Copy verbatim the block of lines in the entries below whose first line contains "written as (412,7)." and whose last line contains "written as (657,263).". Leave out all other lines.

>>>>>

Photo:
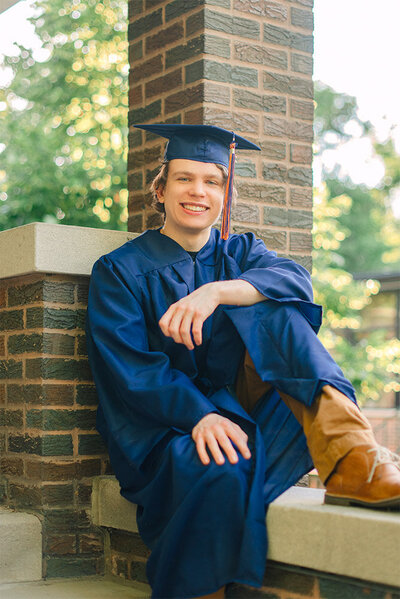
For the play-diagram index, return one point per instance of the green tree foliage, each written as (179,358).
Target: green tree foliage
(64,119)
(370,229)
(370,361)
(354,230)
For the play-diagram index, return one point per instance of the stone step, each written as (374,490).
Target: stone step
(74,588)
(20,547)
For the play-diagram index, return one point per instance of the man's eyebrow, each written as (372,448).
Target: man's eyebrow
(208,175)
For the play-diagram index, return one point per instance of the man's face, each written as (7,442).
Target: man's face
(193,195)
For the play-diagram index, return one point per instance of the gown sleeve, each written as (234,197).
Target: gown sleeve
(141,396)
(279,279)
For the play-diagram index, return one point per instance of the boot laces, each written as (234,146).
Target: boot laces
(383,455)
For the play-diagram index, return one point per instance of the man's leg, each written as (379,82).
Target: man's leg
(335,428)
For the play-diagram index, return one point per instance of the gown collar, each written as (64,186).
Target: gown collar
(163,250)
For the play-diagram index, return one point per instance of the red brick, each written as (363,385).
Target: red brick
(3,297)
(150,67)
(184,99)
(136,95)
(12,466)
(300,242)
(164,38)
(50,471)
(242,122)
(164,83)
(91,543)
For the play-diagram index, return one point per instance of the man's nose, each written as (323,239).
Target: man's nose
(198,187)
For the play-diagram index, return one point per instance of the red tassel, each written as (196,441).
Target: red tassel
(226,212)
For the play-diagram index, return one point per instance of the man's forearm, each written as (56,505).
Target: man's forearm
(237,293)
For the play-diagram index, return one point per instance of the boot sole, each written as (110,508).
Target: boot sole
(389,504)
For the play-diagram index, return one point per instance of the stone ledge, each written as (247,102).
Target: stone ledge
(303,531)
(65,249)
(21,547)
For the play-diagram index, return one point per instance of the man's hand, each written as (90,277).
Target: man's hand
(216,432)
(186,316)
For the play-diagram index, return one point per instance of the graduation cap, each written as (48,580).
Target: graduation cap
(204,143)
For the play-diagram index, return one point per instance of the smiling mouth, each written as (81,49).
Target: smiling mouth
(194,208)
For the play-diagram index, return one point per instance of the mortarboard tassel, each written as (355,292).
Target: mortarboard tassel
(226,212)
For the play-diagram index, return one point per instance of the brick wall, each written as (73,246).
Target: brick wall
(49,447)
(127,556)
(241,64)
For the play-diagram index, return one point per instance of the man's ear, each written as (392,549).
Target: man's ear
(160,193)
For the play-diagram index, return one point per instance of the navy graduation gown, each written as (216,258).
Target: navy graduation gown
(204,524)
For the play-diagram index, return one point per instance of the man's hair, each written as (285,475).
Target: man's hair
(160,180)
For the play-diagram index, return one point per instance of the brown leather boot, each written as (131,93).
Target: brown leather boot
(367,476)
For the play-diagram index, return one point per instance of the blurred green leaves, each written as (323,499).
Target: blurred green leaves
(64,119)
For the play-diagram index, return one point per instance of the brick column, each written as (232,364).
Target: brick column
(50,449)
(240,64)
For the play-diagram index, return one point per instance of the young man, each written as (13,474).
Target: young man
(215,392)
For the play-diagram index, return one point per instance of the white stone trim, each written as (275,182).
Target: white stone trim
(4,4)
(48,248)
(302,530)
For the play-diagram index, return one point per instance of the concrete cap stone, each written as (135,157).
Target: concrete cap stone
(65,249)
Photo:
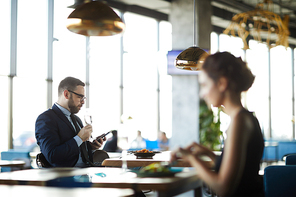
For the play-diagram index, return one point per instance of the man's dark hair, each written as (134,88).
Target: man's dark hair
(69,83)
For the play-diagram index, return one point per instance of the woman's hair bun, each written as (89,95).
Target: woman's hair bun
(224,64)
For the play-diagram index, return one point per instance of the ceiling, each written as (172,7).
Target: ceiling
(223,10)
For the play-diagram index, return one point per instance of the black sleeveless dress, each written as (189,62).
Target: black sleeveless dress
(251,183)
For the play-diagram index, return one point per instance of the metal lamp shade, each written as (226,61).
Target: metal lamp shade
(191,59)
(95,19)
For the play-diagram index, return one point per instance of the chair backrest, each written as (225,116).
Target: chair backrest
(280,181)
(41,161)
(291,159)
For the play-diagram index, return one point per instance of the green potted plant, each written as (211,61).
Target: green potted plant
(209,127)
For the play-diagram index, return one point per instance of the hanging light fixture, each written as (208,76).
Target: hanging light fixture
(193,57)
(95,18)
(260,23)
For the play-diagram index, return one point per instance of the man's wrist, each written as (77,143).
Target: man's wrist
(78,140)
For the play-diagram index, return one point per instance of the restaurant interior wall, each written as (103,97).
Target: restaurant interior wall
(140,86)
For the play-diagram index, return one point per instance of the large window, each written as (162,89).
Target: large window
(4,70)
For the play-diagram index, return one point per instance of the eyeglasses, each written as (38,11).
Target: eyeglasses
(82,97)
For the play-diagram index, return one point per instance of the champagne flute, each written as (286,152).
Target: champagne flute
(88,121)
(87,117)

<<<<<
>>>>>

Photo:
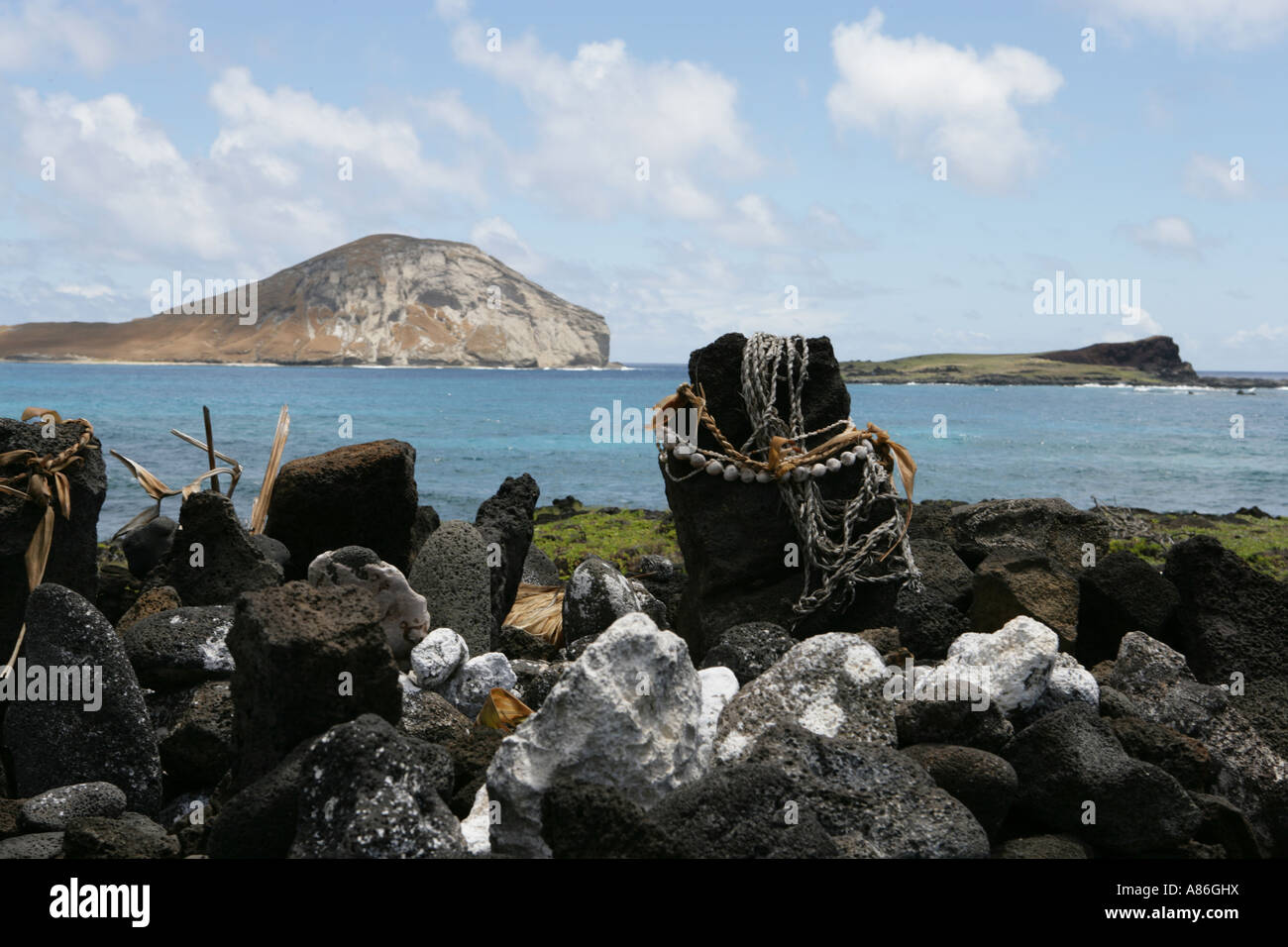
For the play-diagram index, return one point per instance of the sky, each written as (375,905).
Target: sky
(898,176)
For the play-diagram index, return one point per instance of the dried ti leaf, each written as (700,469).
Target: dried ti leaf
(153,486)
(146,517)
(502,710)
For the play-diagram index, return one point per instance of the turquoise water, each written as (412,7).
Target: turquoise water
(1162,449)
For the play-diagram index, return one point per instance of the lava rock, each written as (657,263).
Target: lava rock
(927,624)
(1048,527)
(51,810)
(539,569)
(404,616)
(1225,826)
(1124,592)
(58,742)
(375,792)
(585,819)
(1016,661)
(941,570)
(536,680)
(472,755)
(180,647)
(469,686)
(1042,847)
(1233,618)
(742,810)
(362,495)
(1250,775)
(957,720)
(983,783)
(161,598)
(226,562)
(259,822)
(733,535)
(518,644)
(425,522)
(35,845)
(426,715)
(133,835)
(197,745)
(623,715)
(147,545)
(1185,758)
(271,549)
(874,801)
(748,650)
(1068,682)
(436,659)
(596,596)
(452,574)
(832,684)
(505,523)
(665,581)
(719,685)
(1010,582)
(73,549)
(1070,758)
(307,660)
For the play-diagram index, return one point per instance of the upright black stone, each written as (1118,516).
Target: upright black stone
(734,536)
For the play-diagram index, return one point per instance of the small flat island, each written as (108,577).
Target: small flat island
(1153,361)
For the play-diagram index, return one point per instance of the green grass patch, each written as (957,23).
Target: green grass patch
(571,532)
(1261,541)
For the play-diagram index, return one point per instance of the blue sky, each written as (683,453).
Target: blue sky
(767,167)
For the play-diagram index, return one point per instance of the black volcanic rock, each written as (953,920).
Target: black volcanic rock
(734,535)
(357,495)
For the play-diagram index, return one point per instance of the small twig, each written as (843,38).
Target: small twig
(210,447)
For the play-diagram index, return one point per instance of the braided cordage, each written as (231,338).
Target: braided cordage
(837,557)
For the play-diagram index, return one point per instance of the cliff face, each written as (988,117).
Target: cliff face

<<<<<
>>>>>

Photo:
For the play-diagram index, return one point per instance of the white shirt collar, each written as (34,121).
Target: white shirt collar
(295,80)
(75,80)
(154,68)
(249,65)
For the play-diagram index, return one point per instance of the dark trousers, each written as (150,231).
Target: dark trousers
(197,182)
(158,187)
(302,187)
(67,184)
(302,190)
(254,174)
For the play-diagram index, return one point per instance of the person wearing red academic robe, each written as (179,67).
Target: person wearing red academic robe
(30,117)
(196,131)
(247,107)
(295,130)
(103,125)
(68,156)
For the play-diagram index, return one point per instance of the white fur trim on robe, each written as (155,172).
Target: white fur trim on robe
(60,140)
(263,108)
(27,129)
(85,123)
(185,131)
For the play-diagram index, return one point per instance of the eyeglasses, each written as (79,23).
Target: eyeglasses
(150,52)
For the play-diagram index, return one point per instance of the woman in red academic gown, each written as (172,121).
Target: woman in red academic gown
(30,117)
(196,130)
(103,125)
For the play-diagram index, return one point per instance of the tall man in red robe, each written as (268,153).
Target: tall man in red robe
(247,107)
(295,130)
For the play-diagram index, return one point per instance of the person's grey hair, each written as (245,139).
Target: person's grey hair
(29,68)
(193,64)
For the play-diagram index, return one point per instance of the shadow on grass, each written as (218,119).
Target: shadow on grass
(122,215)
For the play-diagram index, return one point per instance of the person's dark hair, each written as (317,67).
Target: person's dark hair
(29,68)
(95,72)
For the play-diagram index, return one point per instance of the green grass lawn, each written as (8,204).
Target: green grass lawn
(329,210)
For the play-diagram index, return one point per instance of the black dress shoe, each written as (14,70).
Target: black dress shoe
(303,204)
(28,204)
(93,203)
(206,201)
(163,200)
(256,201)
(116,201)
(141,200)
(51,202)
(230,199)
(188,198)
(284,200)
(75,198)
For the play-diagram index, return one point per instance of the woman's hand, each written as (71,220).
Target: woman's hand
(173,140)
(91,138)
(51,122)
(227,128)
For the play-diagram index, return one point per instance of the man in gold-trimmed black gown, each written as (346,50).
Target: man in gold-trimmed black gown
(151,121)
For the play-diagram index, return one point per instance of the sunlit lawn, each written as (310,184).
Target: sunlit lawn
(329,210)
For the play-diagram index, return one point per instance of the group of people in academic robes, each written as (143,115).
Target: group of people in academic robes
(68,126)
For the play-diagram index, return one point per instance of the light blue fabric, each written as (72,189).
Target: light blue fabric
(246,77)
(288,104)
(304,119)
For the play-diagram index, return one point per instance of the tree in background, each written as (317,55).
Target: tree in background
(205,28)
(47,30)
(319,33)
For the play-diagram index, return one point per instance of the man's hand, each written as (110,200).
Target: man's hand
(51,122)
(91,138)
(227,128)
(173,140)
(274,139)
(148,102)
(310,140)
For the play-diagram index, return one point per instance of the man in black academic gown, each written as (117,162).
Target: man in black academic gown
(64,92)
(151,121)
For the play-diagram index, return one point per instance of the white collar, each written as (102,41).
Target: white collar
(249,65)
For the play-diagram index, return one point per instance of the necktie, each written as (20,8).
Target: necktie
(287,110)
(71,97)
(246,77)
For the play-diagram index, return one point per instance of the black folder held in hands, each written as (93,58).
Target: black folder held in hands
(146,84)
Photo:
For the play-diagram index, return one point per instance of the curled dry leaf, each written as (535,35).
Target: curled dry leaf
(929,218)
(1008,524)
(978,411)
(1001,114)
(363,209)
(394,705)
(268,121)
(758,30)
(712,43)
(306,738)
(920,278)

<<<<<

__SOLUTION TO THIS TASK__.
For the play-diagram index, return one point per instance of the turquoise water, each written as (412,7).
Target: turquoise water
(1162,449)
For the play-diagram index, return one point per instance of the lava rock, each written as (657,263).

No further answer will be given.